Short problem
Rewrite the records below, replacing "biggest" with "largest" and leaving everything else unchanged.
━━━ Entries provided ━━━
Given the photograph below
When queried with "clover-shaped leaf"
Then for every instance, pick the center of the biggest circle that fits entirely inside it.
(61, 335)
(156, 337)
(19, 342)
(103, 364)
━━━
Expected answer
Given the photograph below
When queried with "clover-shaped leaf"
Then for every instance, pick the center of the largest circle that fits entirely inside it.
(61, 335)
(156, 337)
(19, 342)
(103, 364)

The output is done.